-- REQUIRED WORK --
Would you return the entries below exactly from the line containing "Find the chin" onward, ending with the final line and including it, and nothing else?

-- RECORDED DATA --
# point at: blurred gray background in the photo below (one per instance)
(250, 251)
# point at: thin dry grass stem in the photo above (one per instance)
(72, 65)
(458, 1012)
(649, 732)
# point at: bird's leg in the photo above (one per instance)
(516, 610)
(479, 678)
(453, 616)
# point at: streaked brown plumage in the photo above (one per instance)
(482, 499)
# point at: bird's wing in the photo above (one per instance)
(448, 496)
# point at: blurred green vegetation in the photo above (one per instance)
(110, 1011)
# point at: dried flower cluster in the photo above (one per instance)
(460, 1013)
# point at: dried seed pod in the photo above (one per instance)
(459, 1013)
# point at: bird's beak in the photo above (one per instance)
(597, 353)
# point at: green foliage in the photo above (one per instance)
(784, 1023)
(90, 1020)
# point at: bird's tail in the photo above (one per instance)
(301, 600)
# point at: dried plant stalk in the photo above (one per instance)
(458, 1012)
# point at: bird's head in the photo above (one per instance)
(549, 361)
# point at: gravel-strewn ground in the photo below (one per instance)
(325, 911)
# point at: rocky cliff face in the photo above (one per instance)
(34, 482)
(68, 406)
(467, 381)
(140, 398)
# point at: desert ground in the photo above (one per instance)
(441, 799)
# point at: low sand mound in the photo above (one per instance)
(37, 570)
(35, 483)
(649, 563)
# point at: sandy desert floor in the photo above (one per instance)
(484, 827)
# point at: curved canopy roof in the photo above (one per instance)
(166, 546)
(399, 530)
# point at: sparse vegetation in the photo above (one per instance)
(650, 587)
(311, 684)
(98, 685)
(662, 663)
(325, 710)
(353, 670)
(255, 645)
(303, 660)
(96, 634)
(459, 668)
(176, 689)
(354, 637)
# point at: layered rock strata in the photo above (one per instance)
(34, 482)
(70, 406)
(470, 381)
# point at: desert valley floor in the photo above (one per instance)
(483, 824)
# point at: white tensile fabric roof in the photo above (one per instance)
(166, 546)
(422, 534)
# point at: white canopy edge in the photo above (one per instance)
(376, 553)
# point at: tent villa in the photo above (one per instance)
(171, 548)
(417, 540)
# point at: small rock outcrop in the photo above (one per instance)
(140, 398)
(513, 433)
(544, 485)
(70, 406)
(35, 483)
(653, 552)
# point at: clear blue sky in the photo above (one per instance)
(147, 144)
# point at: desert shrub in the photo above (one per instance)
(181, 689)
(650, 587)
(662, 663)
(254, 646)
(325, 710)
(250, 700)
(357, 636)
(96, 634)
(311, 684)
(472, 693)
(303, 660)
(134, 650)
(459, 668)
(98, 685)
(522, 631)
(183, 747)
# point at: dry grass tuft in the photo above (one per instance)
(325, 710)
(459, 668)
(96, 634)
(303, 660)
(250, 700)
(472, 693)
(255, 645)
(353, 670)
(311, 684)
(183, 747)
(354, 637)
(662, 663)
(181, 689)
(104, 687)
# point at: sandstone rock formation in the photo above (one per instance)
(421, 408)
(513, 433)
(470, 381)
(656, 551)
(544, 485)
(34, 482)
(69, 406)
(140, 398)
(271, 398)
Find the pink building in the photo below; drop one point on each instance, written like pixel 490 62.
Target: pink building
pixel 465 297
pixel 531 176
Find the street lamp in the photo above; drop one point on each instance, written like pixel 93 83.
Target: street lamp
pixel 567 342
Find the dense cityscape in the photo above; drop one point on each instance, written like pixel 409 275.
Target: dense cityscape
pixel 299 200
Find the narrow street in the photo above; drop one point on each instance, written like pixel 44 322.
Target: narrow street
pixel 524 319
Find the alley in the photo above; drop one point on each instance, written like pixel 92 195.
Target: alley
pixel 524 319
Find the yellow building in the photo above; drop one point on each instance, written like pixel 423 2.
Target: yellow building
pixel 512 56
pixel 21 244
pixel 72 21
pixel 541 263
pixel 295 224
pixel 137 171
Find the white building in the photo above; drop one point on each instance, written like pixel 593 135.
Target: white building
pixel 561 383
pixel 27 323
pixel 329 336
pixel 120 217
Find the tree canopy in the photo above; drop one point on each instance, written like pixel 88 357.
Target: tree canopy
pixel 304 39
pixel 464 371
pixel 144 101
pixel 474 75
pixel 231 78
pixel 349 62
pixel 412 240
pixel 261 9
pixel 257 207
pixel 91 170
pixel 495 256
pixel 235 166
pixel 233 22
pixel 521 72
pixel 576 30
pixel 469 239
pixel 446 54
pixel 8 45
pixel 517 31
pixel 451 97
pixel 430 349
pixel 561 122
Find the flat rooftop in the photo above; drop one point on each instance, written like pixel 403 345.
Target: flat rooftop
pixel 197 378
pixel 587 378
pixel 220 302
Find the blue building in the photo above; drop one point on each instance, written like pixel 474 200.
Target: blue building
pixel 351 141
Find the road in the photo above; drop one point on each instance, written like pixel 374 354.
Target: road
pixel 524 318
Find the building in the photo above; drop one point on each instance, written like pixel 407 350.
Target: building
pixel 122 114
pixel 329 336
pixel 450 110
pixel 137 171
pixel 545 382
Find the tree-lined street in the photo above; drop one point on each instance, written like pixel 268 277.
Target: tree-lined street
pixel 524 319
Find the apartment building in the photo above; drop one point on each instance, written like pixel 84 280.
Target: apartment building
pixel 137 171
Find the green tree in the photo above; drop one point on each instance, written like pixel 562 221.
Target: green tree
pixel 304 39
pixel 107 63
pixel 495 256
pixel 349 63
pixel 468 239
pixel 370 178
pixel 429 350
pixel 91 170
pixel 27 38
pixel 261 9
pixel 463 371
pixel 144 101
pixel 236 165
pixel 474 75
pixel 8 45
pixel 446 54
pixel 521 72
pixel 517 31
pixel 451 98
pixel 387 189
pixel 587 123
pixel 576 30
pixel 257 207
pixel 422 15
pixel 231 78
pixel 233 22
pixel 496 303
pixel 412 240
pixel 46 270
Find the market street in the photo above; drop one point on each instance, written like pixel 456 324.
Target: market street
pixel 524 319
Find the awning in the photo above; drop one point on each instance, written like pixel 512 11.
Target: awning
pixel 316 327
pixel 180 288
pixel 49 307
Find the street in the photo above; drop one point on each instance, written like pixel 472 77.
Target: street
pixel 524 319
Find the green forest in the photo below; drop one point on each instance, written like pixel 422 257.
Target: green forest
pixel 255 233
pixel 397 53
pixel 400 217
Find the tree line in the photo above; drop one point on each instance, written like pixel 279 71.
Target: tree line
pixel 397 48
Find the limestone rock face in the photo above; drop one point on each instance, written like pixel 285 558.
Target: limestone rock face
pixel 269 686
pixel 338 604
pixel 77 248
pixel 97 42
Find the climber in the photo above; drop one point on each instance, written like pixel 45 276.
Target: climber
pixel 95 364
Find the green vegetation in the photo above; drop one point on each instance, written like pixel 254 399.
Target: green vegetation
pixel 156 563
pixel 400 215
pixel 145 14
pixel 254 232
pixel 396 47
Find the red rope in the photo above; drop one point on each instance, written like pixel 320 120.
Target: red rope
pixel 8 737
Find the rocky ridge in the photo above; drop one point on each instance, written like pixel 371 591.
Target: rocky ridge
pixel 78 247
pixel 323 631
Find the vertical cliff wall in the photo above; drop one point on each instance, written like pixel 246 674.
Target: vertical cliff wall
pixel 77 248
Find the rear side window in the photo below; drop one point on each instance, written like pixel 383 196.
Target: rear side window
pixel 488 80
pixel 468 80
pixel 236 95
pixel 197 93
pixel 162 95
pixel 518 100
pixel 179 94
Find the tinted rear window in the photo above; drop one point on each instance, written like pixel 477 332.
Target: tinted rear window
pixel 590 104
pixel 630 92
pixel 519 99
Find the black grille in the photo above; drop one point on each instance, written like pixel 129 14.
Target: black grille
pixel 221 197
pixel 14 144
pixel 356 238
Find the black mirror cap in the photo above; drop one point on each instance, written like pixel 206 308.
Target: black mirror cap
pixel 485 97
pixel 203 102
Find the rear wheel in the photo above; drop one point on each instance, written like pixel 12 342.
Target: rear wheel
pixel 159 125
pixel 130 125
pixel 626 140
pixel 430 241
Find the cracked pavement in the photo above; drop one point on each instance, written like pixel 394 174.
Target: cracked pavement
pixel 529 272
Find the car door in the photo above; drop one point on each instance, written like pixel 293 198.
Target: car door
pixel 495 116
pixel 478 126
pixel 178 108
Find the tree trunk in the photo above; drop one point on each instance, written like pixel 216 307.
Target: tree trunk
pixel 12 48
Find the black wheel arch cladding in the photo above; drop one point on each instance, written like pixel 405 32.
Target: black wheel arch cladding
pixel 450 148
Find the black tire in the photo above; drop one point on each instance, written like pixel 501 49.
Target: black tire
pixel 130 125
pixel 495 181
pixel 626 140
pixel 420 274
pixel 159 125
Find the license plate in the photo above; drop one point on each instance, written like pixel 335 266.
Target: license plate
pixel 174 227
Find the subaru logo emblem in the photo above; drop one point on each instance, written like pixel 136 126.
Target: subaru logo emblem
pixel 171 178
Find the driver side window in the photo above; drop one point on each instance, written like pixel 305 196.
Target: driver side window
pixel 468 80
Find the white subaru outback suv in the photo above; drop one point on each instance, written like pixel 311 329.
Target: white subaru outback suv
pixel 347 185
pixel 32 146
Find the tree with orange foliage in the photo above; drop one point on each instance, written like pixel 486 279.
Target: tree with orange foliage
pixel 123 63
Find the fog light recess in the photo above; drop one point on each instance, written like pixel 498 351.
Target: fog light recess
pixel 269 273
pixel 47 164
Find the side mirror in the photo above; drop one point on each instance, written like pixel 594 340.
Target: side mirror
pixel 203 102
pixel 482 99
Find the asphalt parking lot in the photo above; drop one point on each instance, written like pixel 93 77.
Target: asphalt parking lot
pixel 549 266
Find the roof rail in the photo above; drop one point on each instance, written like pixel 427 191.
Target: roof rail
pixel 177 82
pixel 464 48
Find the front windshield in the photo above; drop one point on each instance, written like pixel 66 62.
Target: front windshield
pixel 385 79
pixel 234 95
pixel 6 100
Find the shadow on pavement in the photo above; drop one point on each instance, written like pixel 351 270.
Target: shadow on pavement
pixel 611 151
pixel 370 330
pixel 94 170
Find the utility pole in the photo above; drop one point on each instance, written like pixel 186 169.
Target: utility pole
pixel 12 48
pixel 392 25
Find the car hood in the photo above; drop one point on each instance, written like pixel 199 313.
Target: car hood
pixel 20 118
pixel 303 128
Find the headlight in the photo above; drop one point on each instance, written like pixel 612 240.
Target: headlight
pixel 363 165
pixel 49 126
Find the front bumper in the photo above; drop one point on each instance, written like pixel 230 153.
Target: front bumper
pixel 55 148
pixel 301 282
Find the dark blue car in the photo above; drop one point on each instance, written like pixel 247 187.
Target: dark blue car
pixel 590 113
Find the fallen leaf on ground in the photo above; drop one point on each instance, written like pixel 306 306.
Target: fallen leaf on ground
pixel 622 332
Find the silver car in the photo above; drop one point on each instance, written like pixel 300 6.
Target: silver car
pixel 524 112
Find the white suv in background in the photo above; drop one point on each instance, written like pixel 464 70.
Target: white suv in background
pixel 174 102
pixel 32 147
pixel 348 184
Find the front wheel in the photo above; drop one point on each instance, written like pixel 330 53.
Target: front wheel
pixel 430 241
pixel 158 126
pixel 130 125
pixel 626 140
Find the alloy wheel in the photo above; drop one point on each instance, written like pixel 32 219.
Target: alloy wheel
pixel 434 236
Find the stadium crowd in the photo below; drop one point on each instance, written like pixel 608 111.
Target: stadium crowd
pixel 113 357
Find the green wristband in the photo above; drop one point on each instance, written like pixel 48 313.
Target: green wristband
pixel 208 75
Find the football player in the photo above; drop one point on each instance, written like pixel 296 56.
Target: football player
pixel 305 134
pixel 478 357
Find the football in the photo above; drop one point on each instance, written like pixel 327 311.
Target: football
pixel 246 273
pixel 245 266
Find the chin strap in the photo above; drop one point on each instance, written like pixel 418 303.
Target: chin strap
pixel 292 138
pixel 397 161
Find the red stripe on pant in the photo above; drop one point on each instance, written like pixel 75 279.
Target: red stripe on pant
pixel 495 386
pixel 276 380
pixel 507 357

-- OUTPUT FOR THIS EXERCISE --
Find the chin strap in the photo above; drop one point on each instance, written like pixel 418 303.
Target: chin strap
pixel 292 138
pixel 397 161
Find the red stripe on pant in the photo above; drop one point on each instance, written like pixel 75 279.
Target: red stripe on pant
pixel 495 386
pixel 276 380
pixel 507 357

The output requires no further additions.